[begin Exercise inputs]

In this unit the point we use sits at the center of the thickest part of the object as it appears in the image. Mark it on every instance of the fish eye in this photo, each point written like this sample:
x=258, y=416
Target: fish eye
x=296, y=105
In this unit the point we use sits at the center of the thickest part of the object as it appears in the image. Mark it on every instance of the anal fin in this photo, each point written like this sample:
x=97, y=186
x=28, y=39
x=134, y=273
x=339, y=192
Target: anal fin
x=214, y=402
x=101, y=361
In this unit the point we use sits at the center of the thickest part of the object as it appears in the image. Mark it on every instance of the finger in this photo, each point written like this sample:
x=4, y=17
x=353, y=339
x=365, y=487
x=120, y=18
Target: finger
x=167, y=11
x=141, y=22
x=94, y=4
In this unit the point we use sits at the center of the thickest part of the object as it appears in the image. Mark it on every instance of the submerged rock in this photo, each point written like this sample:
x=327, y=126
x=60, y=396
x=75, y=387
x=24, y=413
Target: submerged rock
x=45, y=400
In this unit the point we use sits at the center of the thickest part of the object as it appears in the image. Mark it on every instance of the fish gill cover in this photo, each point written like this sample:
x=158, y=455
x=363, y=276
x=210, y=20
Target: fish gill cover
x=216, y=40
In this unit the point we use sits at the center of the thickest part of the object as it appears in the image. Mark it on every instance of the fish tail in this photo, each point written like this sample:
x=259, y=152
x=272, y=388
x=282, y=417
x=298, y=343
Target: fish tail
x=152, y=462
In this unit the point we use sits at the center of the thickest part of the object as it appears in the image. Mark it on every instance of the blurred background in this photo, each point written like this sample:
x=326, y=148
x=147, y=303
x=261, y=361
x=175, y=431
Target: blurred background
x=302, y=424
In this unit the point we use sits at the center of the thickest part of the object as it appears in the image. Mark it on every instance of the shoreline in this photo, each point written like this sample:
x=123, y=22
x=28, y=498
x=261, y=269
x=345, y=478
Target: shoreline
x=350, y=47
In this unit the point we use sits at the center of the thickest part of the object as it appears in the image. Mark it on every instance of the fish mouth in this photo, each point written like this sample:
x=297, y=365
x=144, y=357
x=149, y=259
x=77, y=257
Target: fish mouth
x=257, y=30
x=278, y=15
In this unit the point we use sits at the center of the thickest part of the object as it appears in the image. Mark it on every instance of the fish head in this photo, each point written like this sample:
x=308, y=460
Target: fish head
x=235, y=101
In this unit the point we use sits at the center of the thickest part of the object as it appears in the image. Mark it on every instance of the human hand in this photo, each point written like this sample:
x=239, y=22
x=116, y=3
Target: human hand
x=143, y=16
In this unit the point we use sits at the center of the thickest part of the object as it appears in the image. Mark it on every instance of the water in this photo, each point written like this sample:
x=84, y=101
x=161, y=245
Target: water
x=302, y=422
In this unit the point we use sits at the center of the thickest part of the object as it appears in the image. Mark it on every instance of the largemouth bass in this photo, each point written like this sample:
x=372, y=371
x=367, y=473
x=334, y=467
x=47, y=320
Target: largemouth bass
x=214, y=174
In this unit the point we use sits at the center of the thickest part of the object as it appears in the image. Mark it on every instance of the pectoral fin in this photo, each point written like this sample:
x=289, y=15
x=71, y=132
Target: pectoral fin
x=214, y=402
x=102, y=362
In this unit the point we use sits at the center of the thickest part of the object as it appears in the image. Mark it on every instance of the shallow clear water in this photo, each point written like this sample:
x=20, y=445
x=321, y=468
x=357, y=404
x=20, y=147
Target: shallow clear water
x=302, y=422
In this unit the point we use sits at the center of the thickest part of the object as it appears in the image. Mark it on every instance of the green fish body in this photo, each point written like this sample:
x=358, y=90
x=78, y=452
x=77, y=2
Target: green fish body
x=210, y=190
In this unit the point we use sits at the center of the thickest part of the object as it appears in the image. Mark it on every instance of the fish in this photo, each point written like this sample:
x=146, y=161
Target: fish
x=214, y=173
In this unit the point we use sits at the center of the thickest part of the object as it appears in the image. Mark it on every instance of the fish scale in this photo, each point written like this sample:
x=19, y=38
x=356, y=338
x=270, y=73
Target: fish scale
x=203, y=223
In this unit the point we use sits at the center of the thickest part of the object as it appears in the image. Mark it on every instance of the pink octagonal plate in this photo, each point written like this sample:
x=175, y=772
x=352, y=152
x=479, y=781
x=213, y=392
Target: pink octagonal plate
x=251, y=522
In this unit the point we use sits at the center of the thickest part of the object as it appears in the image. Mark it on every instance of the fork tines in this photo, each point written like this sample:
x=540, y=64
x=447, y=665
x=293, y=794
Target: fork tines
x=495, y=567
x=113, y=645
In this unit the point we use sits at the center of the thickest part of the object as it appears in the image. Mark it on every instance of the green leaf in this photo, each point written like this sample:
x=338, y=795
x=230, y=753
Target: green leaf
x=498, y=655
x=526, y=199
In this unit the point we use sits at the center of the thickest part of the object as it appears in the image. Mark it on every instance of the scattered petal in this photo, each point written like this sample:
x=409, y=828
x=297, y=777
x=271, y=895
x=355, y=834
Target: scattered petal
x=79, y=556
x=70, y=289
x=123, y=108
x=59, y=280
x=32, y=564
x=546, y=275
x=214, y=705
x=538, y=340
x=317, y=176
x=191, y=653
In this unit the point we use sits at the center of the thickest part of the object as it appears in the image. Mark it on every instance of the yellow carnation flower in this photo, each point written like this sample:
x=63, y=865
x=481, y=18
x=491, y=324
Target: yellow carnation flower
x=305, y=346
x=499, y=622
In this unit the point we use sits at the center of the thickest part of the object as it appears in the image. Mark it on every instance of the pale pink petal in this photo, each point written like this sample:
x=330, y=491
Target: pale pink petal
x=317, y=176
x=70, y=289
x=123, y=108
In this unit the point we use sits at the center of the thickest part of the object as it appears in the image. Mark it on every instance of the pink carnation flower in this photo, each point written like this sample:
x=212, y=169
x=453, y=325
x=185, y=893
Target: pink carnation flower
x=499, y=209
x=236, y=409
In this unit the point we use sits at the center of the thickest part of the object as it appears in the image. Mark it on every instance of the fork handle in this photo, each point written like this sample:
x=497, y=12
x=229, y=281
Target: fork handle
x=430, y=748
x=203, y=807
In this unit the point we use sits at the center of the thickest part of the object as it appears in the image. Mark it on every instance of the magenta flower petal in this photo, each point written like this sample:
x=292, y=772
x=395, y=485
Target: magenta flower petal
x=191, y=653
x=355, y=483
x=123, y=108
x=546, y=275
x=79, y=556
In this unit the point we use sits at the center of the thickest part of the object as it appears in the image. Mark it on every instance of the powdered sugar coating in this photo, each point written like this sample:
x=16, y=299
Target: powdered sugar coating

[end Exercise inputs]

Your goal: Emit the records above again, exactly, with no line skipped.

The answer:
In this unit the point we use sits at the center of the thickest part of the object as it appears in the image. Mark it on every instance of the fish eye in this photo, each point written like this sample:
x=258, y=416
Target: fish eye
x=296, y=105
In this unit the point we use sits at the center of the thickest part of the object as it appears in the image. Mark it on every instance of the anal fin in this photo, each point written like this sample:
x=97, y=186
x=28, y=39
x=134, y=273
x=339, y=192
Target: anal fin
x=214, y=402
x=101, y=361
In this unit the point we use sits at the center of the thickest part of the object as it appears in the image. Mark it on every instance of the finger in this photo, each point written like this sample:
x=4, y=17
x=353, y=339
x=365, y=487
x=120, y=18
Target: finger
x=167, y=11
x=141, y=22
x=94, y=4
In this unit the point we use sits at the center of the thickest part of the object as it appears in the image. Mark it on every instance of the submerged rock in this photo, each point written like this sample:
x=327, y=126
x=60, y=396
x=75, y=387
x=24, y=413
Target: submerged rock
x=45, y=400
In this unit the point we use sits at the center of the thickest part of the object as it appears in the image. Mark it on every instance of the fish gill cover in this photo, each point written like this sample:
x=158, y=455
x=363, y=276
x=210, y=20
Target: fish gill cover
x=216, y=40
In this unit the point we use sits at the center of the thickest part of the object as it appears in the image. Mark it on every instance of the fish tail in this photo, each point written like this sample:
x=259, y=152
x=272, y=388
x=282, y=417
x=298, y=343
Target: fish tail
x=152, y=462
In this unit the point we use sits at the center of the thickest part of the object as it appears in the image. Mark it on every instance of the blurred background in this photo, each point written like this sample:
x=326, y=148
x=147, y=303
x=261, y=361
x=175, y=431
Target: blurred background
x=302, y=424
In this unit the point we use sits at the center of the thickest part of the object as it appears in the image. Mark it on every instance of the shoreline in this photo, each point written like this sample:
x=123, y=22
x=28, y=498
x=261, y=269
x=345, y=478
Target: shoreline
x=350, y=47
In this unit the point we use sits at the center of the thickest part of the object as it appears in the image. Mark it on every instance of the fish mouth in this photo, each point written like this sample:
x=297, y=365
x=144, y=357
x=149, y=259
x=77, y=257
Target: fish mouth
x=257, y=30
x=278, y=15
In this unit the point we use sits at the center of the thickest part of the object as it appears in the image. Mark it on every instance of the fish head in this photo, each point written like this sample:
x=308, y=460
Target: fish head
x=235, y=101
In this unit the point we use sits at the center of the thickest part of the object as it appears in the image. Mark it on every instance of the human hand in this photo, each point written like this sample:
x=239, y=22
x=116, y=3
Target: human hand
x=143, y=16
In this unit the point we use sits at the center of the thickest part of the object as it appears in the image. Mark it on every instance of the water in this photo, each point written like this sample:
x=84, y=101
x=161, y=245
Target: water
x=302, y=422
In this unit the point we use sits at the center of the thickest part of the object as it appears in the image. Mark it on every instance of the largemouth bass in this photo, each point written like this sample:
x=372, y=371
x=367, y=473
x=334, y=467
x=47, y=320
Target: largemouth bass
x=214, y=174
In this unit the point we use sits at the center of the thickest part of the object as it appears in the image. Mark it on every instance of the pectoral fin in this photo, each point written like this sample:
x=289, y=15
x=71, y=132
Target: pectoral fin
x=214, y=402
x=102, y=362
In this unit the point we use sits at the center of the thickest part of the object as it appears in the image. Mark it on every instance of the shallow clear water in this photo, each point written like this sample:
x=20, y=445
x=321, y=468
x=357, y=404
x=20, y=147
Target: shallow clear water
x=302, y=422
In this unit the point we use sits at the center of the thickest part of the object as it appears in the image. Mark it on every instance of the green fish body in this photo, each point written like this sample:
x=358, y=90
x=78, y=452
x=77, y=2
Target: green fish body
x=210, y=190
In this unit the point we use sits at the center of the thickest part of the object as it appears in the image. Mark it on every instance of the fish in this photo, each point written like this sample:
x=146, y=161
Target: fish
x=214, y=173
In this unit the point we use sits at the center of the thickest part of the object as it appears in the image. Mark it on every instance of the fish scale in this photo, each point written like this sample:
x=19, y=38
x=356, y=338
x=270, y=73
Target: fish scale
x=203, y=223
In this unit the point we use sits at the center of the thickest part of the object as it appears in the image. Mark it on every instance of the pink octagonal plate in this photo, each point written like this sample:
x=175, y=772
x=352, y=152
x=479, y=781
x=213, y=392
Target: pink octagonal plate
x=251, y=522
In this unit the point we use sits at the center of the thickest part of the object as it appears in the image. Mark it on every instance of the fork tines in this photo, each point written like this sample:
x=540, y=64
x=447, y=665
x=293, y=794
Target: fork tines
x=495, y=567
x=113, y=645
In this unit the point we use sits at the center of the thickest part of the object as it appears in the image. Mark it on every instance of the green leaf in this photo, each point written like this sample:
x=338, y=795
x=230, y=753
Target: green leaf
x=498, y=655
x=526, y=199
In this unit the point we use sits at the center of the thickest part of the object as it appears in the image. Mark it on every instance of the scattered petal in this photo, each point written like this sample:
x=409, y=828
x=297, y=777
x=271, y=895
x=355, y=834
Target: scattered petal
x=79, y=556
x=70, y=289
x=123, y=108
x=59, y=280
x=32, y=564
x=546, y=275
x=214, y=705
x=538, y=340
x=317, y=176
x=191, y=653
In this unit the point we use sits at the center of the thickest part of the object as it appears in the image. Mark it on every instance of the yellow carnation flower in this photo, each point written like this sample:
x=63, y=865
x=481, y=18
x=491, y=324
Target: yellow carnation flower
x=305, y=346
x=499, y=622
In this unit the point we use sits at the center of the thickest part of the object as it appears in the image. Mark it on every instance of the pale pink petal in this photo, each point written like this sample:
x=330, y=491
Target: pale pink petal
x=317, y=176
x=70, y=289
x=123, y=108
In this unit the point we use sits at the center of the thickest part of the object as it appears in the image. Mark it on every instance of the pink carnation flower in this photo, each point written like this sample:
x=212, y=169
x=453, y=325
x=185, y=893
Target: pink carnation flower
x=499, y=209
x=236, y=409
In this unit the point we use sits at the center of the thickest part of the object as it appears in the image. Mark it on every instance of the fork handle in this photo, each point written like this sample:
x=497, y=12
x=229, y=281
Target: fork handle
x=430, y=748
x=203, y=807
In this unit the point we use sits at the center of the thickest part of the object as it appears in the image. Mark it on every instance of the magenta flower petal in this photo, each point written like this sample:
x=292, y=772
x=395, y=485
Target: magenta flower petal
x=191, y=653
x=355, y=483
x=123, y=108
x=546, y=275
x=79, y=556
In this unit the point we use sits at the center of the thickest part of the object as it appears in the image. Mark it on every instance of the powdered sugar coating in this photo, each point written like this sample:
x=16, y=299
Target: powdered sugar coating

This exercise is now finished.